* Stated problem *
Copy out the lines word for word, starting with the line containing "the coastline, imagine" and continuing through the line containing "[(20, 94), (70, 109)]".

* Input for this task *
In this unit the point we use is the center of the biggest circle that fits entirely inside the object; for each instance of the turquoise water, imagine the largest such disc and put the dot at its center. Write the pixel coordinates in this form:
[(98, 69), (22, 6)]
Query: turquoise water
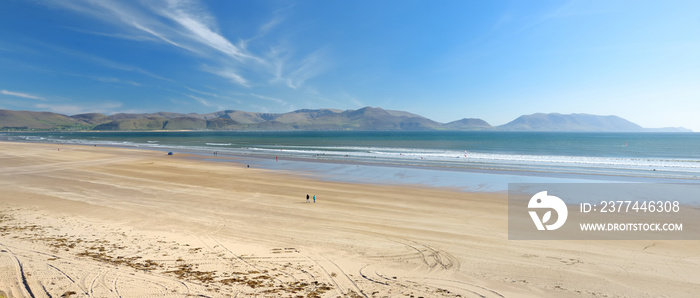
[(523, 154)]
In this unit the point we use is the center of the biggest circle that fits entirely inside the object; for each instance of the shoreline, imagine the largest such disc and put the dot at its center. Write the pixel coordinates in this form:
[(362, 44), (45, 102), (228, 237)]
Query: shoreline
[(103, 221)]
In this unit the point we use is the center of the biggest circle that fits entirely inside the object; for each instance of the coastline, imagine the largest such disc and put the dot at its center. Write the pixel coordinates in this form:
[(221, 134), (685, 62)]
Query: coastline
[(179, 225)]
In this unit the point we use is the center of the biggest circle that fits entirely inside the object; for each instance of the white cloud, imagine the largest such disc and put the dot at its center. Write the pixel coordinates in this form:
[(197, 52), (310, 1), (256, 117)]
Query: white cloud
[(277, 100), (228, 73), (23, 95), (203, 101)]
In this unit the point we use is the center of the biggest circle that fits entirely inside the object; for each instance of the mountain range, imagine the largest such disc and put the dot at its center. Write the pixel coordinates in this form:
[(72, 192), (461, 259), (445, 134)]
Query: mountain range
[(367, 118)]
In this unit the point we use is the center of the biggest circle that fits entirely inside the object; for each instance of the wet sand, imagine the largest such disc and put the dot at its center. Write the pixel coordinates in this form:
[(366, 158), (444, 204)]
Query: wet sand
[(107, 222)]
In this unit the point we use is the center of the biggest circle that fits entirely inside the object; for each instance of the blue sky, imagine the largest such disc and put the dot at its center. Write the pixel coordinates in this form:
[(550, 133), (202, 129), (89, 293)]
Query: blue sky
[(445, 60)]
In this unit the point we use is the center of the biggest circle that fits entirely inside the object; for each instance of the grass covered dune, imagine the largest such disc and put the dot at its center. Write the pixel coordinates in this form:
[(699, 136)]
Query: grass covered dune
[(108, 222)]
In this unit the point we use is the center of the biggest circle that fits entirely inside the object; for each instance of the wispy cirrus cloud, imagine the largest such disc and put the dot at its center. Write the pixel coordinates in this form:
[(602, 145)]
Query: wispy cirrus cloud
[(20, 94), (70, 109)]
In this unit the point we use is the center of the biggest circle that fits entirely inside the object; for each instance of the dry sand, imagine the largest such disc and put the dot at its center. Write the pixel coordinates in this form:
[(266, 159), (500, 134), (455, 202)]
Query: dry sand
[(108, 222)]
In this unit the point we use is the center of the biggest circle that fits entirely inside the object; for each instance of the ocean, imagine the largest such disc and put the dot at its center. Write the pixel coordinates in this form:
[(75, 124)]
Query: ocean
[(467, 160)]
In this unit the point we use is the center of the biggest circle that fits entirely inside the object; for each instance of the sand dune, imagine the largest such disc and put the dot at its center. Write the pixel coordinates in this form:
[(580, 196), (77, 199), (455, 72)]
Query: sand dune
[(107, 222)]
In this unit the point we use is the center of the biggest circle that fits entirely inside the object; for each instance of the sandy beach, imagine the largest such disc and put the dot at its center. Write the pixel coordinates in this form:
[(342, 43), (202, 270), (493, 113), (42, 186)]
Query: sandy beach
[(81, 221)]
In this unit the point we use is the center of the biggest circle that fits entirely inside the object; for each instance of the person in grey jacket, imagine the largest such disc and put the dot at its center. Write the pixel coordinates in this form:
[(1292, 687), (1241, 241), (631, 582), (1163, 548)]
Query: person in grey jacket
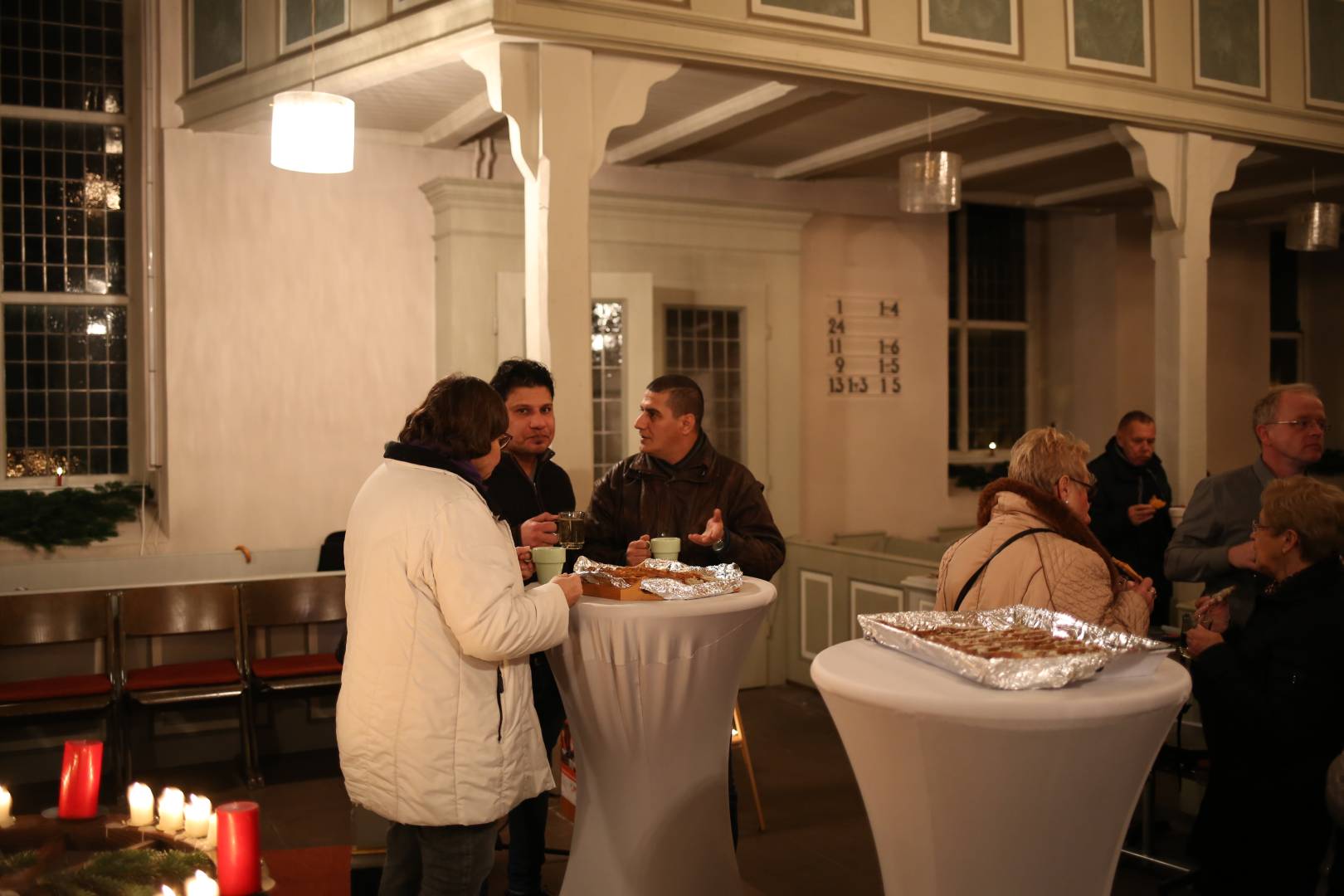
[(1213, 543)]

* Solved problem *
In this unit the point we use is the center of the biggest circle that fits entirely inside the object; for each instance of the coastline, imagine the largest such disc and put the dot at its center. Write the pixel coordinates in this form:
[(221, 134), (685, 62)]
Query: coastline
[(179, 225)]
In this unit the point we use is the center of the biggest circle that fits entirely inside the object; for each instance of the white cloud, imagine the largest such disc and put the dot at its center. Write the pixel coordinates in this form:
[(197, 52), (310, 1), (256, 117)]
Query: white cloud
[(277, 100), (228, 73), (23, 95), (203, 101)]
In this unit the point we use is the center of the biggest circle that fits entirely inside the object; for each instance of the mountain range, imagine the largest such disc and put the dot at its center. Write the pixel coordinates in this form:
[(72, 192), (461, 259), (445, 134)]
Query: mountain range
[(367, 118)]
In this unit the point we use is the center of the biggest circle that fits entirely inside the object; for each instance of the wet sand, imagine the largest such disc and put the dot at its center. Write the pixel coordinates in this form:
[(366, 158), (444, 204)]
Query: wet sand
[(107, 222)]
In this unit the point we use is the center of the biggest circle that fits entirely inside the object; for each instance of the blue sky, imagine the largest such disc and put the dot at its center. Write the pixel coordinates in this form:
[(550, 133), (202, 129), (89, 293)]
Query: blue sky
[(445, 60)]
In this unit the point we use is the center of the biggest circle that fits entirely inside the object; for each instance of the grass covered dune, imagine the largest such disc and put the dot at its center. Write the pixel coordinates in this form:
[(699, 136)]
Query: grass covered dune
[(108, 222)]
In this unit the point we use is the center of the biggest circle that fits entirely inside the object; for each instance of the wispy cirrus cloud, imagine the largest such disc and put the dot at its center. Write the pixel coordinates in this form:
[(602, 145)]
Query: wispy cirrus cloud
[(20, 94), (70, 109)]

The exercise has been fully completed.